EXERCISE DETAILS:
Continue the OpenTelemetry tracing guide below, picking up right after its last sentence about BatchSpanProcessor.

TEXT EXCERPT:
When to Set ERROR Status

  • HTTP 5xx responses (server-side)

  • HTTP 4xx responses on the client side (the outbound call failed)

  • Unhandled exceptions that terminate the operation

  • Database errors, connection timeouts, or message processing failures

Do not set ERROR for HTTP 4xx on the server side—those are client errors handled by the server, not server failures.

Cardinality Management

High cardinality in span attributes and metric labels degrades backend performance and increases storage cost. It is one of the most common production problems with APM deployments.

Anti-Patterns to Avoid

Anti-pattern Problem

User ID, session ID, or order ID in span name

Every unique ID creates a new grouping bucket. Aggregations become meaningless.

Full URL (/users/12345) in span name

Every URL is unique. No two requests share a span name.

Request ID as a metric label

Metric series count explodes. Backends run out of memory.

Timestamp embedded in any label or name

Always unique. Destroys aggregation.

Unbound enum values in metric labels

Product IDs, SKUs, transaction codes—each new value adds a new series.

What to Do Instead

  • Put user IDs, order IDs, and request IDs in span attributes, not span names or metric labels

  • Use route templates (/users/{id}) as span names, never resolved paths

  • Use the OpenTelemetry Collector attributes processor to drop or hash high-cardinality fields before they reach your metrics backend

  • Set OTEL_SPAN_ATTRIBUTE_VALUE_LENGTH_LIMIT to prevent large exception stacktraces from bloating per-span storage

OTEL_SPAN_ATTRIBUTE_VALUE_LENGTH_LIMIT=1024
OTEL_SPAN_ATTRIBUTE_COUNT_LIMIT=64
OTEL_SPAN_EVENT_COUNT_LIMIT=10
bash

Performance Tuning

BatchSpanProcessor

Always use BatchSpanProcessor in production. The alternative (SimpleSpanProcessor) exports synchronously on every span end, adding latency to every instrumented operation.

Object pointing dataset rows
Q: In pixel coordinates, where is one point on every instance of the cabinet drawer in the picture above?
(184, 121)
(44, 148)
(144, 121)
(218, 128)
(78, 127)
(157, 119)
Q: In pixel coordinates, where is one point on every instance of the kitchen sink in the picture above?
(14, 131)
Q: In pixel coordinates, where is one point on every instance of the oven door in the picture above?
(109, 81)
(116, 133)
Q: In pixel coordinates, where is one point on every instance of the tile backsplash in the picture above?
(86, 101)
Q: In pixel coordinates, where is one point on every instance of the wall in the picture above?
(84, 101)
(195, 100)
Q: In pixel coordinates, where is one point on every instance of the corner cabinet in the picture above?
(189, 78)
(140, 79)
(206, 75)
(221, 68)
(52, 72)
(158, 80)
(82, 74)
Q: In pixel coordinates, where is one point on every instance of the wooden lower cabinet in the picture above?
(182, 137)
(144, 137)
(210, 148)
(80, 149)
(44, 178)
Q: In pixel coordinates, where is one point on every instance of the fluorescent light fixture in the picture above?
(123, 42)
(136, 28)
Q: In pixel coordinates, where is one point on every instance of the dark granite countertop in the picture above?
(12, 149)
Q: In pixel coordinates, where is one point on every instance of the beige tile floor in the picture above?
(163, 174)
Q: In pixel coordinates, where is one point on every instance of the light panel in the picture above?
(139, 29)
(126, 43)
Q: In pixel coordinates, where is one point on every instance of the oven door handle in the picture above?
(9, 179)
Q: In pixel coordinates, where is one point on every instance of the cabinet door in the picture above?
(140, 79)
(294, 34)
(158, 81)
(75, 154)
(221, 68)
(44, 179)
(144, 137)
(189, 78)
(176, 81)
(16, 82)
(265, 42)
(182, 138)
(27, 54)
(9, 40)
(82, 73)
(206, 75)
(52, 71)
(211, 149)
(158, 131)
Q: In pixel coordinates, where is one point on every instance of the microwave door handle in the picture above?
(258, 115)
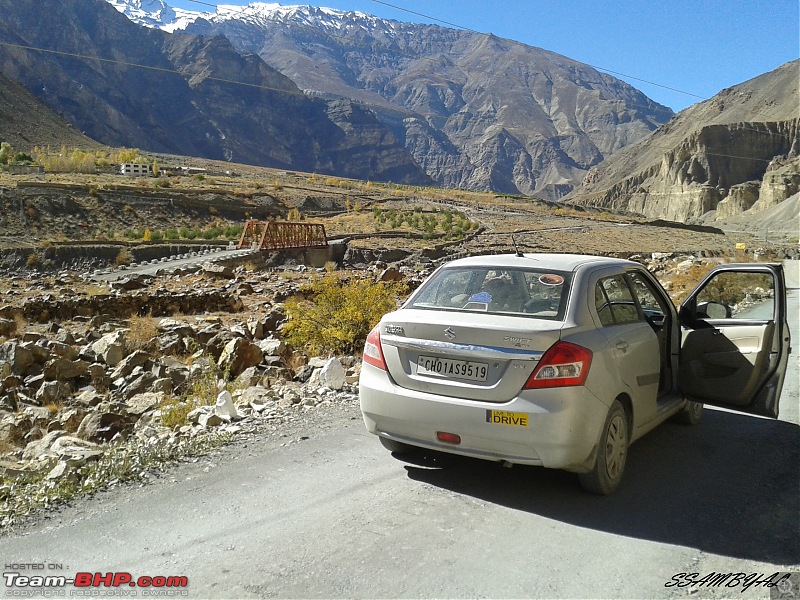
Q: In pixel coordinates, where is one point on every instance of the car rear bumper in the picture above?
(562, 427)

--

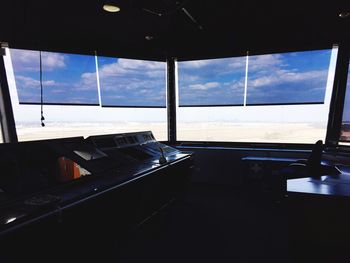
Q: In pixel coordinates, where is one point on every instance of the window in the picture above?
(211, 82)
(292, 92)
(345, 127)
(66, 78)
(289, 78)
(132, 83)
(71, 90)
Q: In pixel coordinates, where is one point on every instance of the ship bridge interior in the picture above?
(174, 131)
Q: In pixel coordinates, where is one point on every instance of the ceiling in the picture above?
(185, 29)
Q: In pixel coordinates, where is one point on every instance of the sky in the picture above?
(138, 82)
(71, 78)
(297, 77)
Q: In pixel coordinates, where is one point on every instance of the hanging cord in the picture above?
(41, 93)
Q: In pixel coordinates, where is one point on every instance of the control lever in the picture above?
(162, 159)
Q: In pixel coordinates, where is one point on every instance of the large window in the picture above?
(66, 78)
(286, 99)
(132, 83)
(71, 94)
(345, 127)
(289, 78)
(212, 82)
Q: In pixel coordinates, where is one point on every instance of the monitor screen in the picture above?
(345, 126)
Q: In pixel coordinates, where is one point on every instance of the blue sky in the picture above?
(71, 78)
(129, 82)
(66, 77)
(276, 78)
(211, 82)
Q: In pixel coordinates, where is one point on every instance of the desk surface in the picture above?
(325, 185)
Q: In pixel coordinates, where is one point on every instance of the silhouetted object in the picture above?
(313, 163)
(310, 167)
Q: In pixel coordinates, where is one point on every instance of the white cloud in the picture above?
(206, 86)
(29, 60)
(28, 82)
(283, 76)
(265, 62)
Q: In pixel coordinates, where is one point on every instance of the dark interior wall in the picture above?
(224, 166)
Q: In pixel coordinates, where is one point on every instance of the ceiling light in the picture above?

RESULT OF THE EXERCISE:
The BSP collects spans in a queue and exports them in batches on a background thread. Tune these settings based on your span throughput:

Environment variable Default Guidance

OTEL_BSP_SCHEDULE_DELAY

5000 ms

Lower (e.g., 1000 ms) for near-realtime visibility in Kloudfuse; higher to reduce CPU overhead.

OTEL_BSP_MAX_QUEUE_SIZE

2048

Increase for high-throughput services: spans/sec × expected export latency × 2. Monitor for drops.

OTEL_BSP_MAX_EXPORT_BATCH_SIZE

512

Must be ≤ MAX_QUEUE_SIZE. Increase to reduce network round-trips.

OTEL_BSP_EXPORT_TIMEOUT

30000 ms

Reduce to 10 s for faster circuit-breaking if the Kloudfuse agent is unreachable.

OTLP Export Settings

Enable gzip compression to significantly reduce network bandwidth:

OTEL_EXPORTER_OTLP_COMPRESSION=gzip
OTEL_EXPORTER_OTLP_ENDPOINT=http://kf-agent:4317
OTEL_EXPORTER_OTLP_TIMEOUT=10000
OTEL_EXPORTER_OTLP_PROTOCOL=grpc
bash

Language-Specific Best Practices

Each language SDK has distinct setup patterns, lifecycle requirements, and common pitfalls. The sections below consolidate the most important production guidance for Java, Python, and Go.

Java

Agent Configuration File

For non-trivial deployments, use a properties file instead of a long list of -D flags. Pass it with -Dotel.javaagent.configuration-file:

# otel-config.properties
otel.service.name=checkout-service
otel.traces.exporter=otlp
otel.exporter.otlp.endpoint=http://kf-agent:4317
otel.exporter.otlp.compression=gzip
otel.traces.sampler=parentbased_traceidratio
otel.traces.sampler.arg=0.05
otel.propagators=tracecontext,baggage
otel.resource.providers.aws.enabled=true
otel.javaagent.logging=application
otel.bsp.schedule.delay=2000
otel.bsp.max.queue.size=4096
properties
java -javaagent:/path/to/opentelemetry-javaagent.jar \
     -Dotel.javaagent.configuration-file=/etc/otel/otel-config.properties \
     -jar app.jar
bash

Selective Instrumentation

Disable noisy or irrelevant auto-instrumentation without losing everything else:

# Suppress a specific library
-Dotel.instrumentation.log4j-appender.enabled=false

# Start from zero and enable only what you need
-Dotel.instrumentation.common.default-enabled=false
-Dotel.instrumentation.opentelemetry-api.enabled=true
-Dotel.instrumentation.spring-webmvc.enabled=true
-Dotel.instrumentation.jdbc.enabled=true
bash

Span Annotations with @WithSpan

The javaagent intercepts the @WithSpan annotation to create spans without modifying business logic:

@WithSpan("process-payment")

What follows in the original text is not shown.